Supplied material:
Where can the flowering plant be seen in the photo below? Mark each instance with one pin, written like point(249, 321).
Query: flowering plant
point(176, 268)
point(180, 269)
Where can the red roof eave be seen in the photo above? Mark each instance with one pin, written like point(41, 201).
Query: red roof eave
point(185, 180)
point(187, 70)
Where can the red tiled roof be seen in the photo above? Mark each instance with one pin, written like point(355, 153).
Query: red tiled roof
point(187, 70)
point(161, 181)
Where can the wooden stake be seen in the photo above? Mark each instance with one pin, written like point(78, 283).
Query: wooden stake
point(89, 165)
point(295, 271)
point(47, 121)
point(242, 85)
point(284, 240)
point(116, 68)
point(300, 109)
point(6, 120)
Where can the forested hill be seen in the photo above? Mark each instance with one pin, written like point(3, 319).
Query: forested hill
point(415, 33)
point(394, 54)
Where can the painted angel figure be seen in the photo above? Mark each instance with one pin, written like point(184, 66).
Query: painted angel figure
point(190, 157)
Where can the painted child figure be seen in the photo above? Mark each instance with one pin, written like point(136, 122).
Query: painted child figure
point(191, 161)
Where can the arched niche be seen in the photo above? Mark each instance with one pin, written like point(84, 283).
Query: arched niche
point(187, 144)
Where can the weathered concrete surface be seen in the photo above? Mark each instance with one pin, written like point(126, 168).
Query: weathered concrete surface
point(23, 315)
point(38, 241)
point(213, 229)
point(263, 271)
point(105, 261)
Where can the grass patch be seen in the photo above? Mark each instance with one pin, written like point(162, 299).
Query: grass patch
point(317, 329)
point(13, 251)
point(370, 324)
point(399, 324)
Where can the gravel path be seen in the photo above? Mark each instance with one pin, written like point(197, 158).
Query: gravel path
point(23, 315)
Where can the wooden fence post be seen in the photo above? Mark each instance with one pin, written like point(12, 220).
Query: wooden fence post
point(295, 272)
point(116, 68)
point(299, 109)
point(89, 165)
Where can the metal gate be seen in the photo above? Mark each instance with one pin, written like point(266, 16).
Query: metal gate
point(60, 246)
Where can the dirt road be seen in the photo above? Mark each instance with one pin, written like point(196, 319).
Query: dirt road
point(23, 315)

Written exercise:
Reproduce, without any changes, the part of the material that begins with the line containing "Where can the metal" and continues through its very last line.

Task answer:
Where can the metal gate be seen in the photo above? Mark each instance with one pin, written like point(266, 16).
Query: metal gate
point(60, 246)
Where can the dirt road be seen in the photo above? Mark each instance with one pin, written like point(196, 319).
Query: dirt road
point(23, 315)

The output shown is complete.